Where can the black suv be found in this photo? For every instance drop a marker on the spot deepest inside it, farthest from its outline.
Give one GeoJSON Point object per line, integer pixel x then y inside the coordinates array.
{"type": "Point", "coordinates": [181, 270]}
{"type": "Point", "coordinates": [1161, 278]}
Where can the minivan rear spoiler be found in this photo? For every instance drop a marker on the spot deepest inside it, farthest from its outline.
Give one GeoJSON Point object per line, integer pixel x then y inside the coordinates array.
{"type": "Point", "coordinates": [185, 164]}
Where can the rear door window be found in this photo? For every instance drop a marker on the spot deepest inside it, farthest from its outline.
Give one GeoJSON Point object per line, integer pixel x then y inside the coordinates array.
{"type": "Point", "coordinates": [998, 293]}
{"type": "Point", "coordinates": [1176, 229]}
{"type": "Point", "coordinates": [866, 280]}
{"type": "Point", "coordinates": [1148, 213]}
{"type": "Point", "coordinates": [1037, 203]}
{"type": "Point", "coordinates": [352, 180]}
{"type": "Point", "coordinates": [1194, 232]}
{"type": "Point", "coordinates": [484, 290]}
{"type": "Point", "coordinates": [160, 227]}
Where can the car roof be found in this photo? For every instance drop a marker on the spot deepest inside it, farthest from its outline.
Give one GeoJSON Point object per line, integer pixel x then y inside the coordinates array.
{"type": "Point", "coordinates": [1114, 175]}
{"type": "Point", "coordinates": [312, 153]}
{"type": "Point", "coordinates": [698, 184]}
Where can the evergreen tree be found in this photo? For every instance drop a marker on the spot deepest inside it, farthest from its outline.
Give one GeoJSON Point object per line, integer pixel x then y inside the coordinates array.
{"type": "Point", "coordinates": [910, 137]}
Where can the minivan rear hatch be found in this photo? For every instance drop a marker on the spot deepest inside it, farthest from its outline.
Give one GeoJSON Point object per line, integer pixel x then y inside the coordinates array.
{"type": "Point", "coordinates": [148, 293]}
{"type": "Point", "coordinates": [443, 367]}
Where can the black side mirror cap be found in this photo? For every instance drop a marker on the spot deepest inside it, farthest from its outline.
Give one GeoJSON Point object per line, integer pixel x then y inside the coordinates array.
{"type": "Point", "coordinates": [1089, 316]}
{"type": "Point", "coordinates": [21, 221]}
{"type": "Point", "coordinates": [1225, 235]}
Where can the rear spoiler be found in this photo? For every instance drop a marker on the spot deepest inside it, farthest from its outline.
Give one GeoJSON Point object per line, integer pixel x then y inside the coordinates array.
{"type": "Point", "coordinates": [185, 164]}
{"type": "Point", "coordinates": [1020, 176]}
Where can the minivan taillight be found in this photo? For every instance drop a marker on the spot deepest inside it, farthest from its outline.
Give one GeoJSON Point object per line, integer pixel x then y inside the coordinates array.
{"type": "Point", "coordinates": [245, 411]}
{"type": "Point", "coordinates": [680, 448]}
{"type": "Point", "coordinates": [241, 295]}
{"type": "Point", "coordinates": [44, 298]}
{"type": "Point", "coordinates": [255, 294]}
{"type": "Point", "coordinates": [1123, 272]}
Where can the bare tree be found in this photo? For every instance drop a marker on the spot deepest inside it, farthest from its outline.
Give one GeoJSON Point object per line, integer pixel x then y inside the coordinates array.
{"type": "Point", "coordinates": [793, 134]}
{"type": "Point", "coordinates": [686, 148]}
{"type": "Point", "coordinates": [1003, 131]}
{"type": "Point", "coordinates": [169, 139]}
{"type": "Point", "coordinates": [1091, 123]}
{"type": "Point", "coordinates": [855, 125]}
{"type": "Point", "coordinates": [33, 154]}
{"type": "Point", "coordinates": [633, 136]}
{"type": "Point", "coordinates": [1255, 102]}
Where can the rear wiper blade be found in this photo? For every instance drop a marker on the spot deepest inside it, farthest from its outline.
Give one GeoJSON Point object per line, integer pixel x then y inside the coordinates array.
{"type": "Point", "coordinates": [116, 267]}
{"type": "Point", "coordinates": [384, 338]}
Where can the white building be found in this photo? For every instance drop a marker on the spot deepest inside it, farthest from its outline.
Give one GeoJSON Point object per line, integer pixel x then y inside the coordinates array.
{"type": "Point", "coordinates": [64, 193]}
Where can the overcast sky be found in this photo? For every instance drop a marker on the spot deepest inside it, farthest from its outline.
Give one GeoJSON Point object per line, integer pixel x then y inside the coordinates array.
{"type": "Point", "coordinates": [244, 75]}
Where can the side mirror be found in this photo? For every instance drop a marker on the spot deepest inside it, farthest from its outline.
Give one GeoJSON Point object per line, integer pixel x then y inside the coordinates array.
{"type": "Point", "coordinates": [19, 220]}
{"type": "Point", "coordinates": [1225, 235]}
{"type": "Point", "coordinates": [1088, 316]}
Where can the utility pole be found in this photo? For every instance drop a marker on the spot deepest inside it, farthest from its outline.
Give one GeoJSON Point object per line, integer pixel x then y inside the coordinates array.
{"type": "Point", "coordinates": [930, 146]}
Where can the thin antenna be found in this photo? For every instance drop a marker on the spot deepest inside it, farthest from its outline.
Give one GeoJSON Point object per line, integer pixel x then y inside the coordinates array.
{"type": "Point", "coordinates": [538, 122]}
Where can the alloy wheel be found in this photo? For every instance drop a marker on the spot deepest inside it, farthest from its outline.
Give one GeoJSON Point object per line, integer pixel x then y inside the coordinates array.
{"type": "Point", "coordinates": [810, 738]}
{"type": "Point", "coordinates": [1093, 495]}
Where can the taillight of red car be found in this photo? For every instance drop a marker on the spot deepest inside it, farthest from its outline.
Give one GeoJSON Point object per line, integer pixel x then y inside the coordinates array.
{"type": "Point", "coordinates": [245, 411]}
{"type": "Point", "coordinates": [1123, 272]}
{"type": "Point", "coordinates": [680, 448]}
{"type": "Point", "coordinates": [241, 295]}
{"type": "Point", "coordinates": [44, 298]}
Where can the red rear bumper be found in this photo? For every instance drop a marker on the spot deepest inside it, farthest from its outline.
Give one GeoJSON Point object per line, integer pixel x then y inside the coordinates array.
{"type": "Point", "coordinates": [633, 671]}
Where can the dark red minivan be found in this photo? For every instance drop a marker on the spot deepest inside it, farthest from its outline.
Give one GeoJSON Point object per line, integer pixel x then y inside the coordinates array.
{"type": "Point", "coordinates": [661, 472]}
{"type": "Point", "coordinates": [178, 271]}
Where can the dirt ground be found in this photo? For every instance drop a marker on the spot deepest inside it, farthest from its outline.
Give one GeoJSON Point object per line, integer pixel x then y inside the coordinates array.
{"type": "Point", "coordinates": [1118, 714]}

┄┄┄┄┄┄

- **Exercise**:
In the listing above, find the line containing "Where can the red", then reproduce it and each line after it through the end, exactly and with nothing added.

- **Response to this task**:
Where can the red rear bumper be found in this photo? For every instance drop a marker on the spot deepest inside it, farthest from its outline.
Give one GeoJSON Point object per line, integer pixel x then y inside the coordinates array.
{"type": "Point", "coordinates": [633, 671]}
Where can the dark red minivan be found in this photo? For every instance drop a marker on the spot deepest inside it, farthest from its outline.
Give one GeoJSON Point object per line, integer pixel x then y inside the coordinates array.
{"type": "Point", "coordinates": [661, 472]}
{"type": "Point", "coordinates": [178, 271]}
Where can the dirt ground be found in this photo? For every instance drop a marker on the spot deepest inside it, farthest from its outline.
Give one GeoJSON Point object per line, integer pixel x then y inside the coordinates array.
{"type": "Point", "coordinates": [1118, 714]}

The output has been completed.